▸ **Exercise**
Beginning at the line containing "x=124, y=436", output every line to the end of the data below exactly as it appears.

▸ **Stored records**
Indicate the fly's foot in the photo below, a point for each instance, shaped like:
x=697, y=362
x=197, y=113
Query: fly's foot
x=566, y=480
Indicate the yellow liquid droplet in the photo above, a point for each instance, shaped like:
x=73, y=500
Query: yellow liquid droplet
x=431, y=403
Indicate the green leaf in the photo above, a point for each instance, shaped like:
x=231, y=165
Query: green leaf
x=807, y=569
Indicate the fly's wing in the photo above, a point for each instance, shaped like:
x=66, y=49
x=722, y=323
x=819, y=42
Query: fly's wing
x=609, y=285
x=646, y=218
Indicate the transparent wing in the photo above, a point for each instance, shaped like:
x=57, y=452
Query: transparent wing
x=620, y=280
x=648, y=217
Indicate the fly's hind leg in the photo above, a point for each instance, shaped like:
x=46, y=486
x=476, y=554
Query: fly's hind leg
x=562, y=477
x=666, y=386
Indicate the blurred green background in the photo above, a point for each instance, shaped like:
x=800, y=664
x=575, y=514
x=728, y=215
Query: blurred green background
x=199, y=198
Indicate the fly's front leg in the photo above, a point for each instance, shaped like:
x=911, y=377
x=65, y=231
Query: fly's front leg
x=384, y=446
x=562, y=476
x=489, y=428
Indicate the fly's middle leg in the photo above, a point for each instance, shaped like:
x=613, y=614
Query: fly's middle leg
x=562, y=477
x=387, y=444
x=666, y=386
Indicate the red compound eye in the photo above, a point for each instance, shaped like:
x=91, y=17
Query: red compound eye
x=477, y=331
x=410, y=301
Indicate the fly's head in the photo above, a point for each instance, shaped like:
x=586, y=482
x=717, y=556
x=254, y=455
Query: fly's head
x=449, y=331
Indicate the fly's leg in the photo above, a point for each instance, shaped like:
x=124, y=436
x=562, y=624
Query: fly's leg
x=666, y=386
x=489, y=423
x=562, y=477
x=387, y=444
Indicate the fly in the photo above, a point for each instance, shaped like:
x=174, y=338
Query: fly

▸ **Response to the exercise**
x=124, y=436
x=562, y=624
Query: fly's leg
x=666, y=386
x=489, y=423
x=562, y=477
x=387, y=444
Indicate the fly in the photo above, a point for each instance, shaped like:
x=174, y=338
Query: fly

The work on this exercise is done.